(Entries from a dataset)
>>>

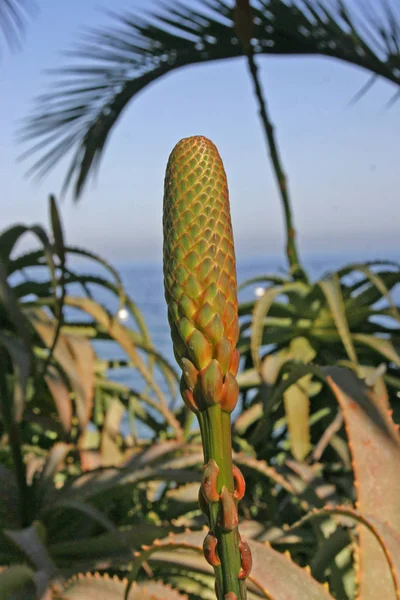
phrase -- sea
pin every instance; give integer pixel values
(143, 282)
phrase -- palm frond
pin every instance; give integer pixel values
(13, 16)
(114, 65)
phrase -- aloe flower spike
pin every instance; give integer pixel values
(201, 294)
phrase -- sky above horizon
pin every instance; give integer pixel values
(342, 162)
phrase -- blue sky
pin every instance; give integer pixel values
(342, 162)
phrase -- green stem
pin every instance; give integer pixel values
(215, 429)
(14, 437)
(291, 247)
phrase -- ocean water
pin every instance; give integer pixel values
(144, 284)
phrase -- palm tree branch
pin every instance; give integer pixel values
(114, 65)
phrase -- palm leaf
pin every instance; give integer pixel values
(115, 64)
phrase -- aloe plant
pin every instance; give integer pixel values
(200, 290)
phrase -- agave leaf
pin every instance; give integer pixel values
(380, 345)
(375, 447)
(331, 289)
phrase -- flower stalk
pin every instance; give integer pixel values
(201, 294)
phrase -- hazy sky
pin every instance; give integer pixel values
(343, 163)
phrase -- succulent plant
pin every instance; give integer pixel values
(201, 294)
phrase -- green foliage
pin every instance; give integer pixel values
(76, 500)
(348, 318)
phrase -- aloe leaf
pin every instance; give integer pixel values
(121, 335)
(261, 310)
(273, 574)
(379, 283)
(98, 482)
(21, 360)
(381, 541)
(331, 289)
(375, 447)
(380, 345)
(29, 540)
(56, 456)
(110, 452)
(93, 587)
(61, 396)
(275, 279)
(106, 549)
(76, 357)
(18, 583)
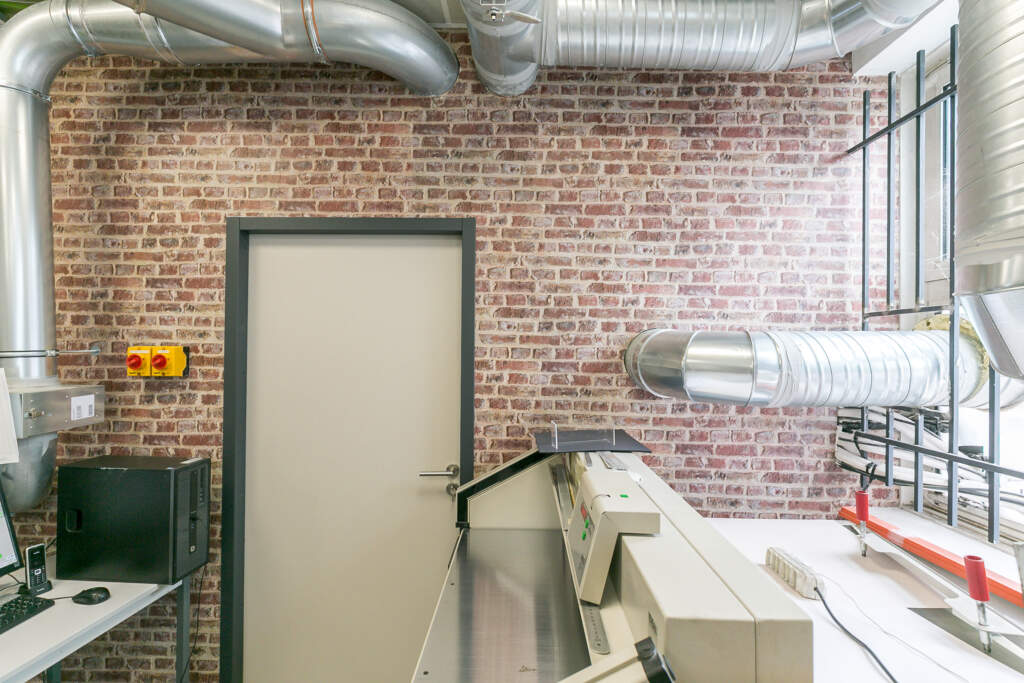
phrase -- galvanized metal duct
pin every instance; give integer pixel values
(34, 47)
(990, 177)
(378, 34)
(736, 35)
(824, 369)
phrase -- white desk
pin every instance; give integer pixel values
(882, 589)
(39, 644)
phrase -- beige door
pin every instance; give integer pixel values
(353, 373)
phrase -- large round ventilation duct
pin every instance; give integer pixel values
(511, 42)
(823, 369)
(990, 177)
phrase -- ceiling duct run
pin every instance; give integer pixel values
(511, 41)
(37, 43)
(990, 177)
(823, 369)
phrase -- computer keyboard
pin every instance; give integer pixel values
(22, 609)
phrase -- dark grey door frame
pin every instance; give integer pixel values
(236, 344)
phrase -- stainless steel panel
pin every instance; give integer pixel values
(51, 408)
(948, 622)
(990, 176)
(508, 612)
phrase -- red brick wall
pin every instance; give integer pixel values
(605, 202)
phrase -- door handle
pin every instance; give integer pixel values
(450, 471)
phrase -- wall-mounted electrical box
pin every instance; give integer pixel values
(137, 360)
(157, 361)
(41, 410)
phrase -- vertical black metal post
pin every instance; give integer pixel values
(865, 229)
(890, 243)
(954, 316)
(919, 195)
(919, 465)
(181, 650)
(891, 198)
(993, 455)
(919, 258)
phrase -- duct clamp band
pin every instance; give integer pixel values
(309, 17)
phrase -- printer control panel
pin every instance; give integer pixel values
(607, 503)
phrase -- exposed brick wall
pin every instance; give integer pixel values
(605, 203)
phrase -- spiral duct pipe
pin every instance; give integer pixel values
(990, 177)
(734, 35)
(815, 369)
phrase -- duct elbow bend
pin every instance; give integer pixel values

<<<

WHAT IS BEING ASKED:
Reproduce all of the items above, replacing "pin every instance" with "mark each occurrence" wherever it occurs and leaving everything else unchanged. Omit the pictures from your answer.

THE REPLY:
phrase -- sea
mark each occurrence; give integer pixel values
(143, 282)
phrase -- palm frond
mark each occurrence; give integer pixel values
(13, 16)
(114, 65)
phrase -- aloe flower spike
mark each occurrence; give integer pixel values
(201, 294)
phrase -- sky above horizon
mark each occurrence; give integer pixel values
(342, 162)
phrase -- blue sky
mark each occurrence; give integer pixel values
(342, 162)
phrase -- green stem
mark each occurrence; give integer pixel values
(215, 429)
(14, 437)
(291, 247)
phrase -- ocean water
mark each occurrence; give integer pixel values
(144, 284)
phrase -- palm tree branch
mark each occurrence; give integer pixel values
(114, 65)
phrase -- palm leaf
mark each occurrence; give integer pixel values
(115, 64)
phrase -- aloe plant
mark each occurrence; give integer pixel values
(200, 290)
phrase -- agave leaf
mark each occurrence; give integer pixel values
(380, 345)
(375, 447)
(331, 289)
phrase -- flower stalk
mark each occurrence; give integer pixel values
(201, 294)
phrase -- hazy sky
mark each occurrence; give integer pixel values
(343, 163)
phrase -- succulent plant
mark each occurrence; give integer pixel values
(201, 294)
phrase -- green foliage
mark each occurrence; give integer pixel values
(76, 500)
(348, 318)
phrase -- aloe leaf
mark each occurrence; give integer pixel values
(121, 335)
(261, 310)
(273, 574)
(379, 283)
(98, 482)
(21, 360)
(381, 541)
(331, 289)
(375, 447)
(380, 345)
(29, 540)
(56, 456)
(110, 452)
(93, 587)
(61, 396)
(275, 279)
(106, 549)
(76, 357)
(18, 583)
phrase -- galvanized metal duct
mark each occurrence; give integer pixel values
(34, 47)
(990, 177)
(378, 34)
(736, 35)
(824, 369)
phrase -- white desk
mark each occurrence; give integer pixel values
(882, 589)
(39, 644)
phrase -- beige door
mark each occurrence; give integer pixel values
(353, 373)
phrase -- large round ventilation duct
mark each occurrence; give integer pixel values
(511, 42)
(823, 369)
(990, 177)
phrase -- ceiling duct run
mark each occurrence; give integer pixel values
(511, 41)
(37, 43)
(990, 177)
(823, 369)
phrase -- computer keyboard
mark each occurrence; give integer pixel values
(22, 609)
phrase -- dark grey door frame
mark each occurrence; give integer pixel values
(236, 344)
phrase -- stainless steel panel
mark each occurrence; give integer pixel values
(51, 408)
(948, 622)
(990, 176)
(508, 612)
phrase -- red brick wall
mark each occurrence; give integer pixel values
(605, 202)
phrase -- door handle
mark each occurrence; give integer pixel values
(450, 471)
phrase -- wall-mounted electrical box
mark each occurrence; give integer pixel values
(137, 360)
(157, 361)
(41, 410)
phrase -- vertical black metal post
mark each occurrence; give integer pixel values
(865, 229)
(890, 243)
(954, 316)
(919, 195)
(919, 465)
(181, 650)
(891, 198)
(993, 455)
(919, 258)
phrase -- duct clamp band
mark each occurrence; give integer pixel values
(309, 17)
phrase -- printer control panel
mark each occurrence; give integer pixel values
(607, 503)
phrase -- exposed brick wall
mark each occurrence; give integer pixel values
(605, 203)
phrase -- spiral duct pipe
mark each occurrence; give integer pixel values
(990, 177)
(734, 35)
(815, 369)
phrase -- duct elbow bend
mark each occurrence; give integer pixel values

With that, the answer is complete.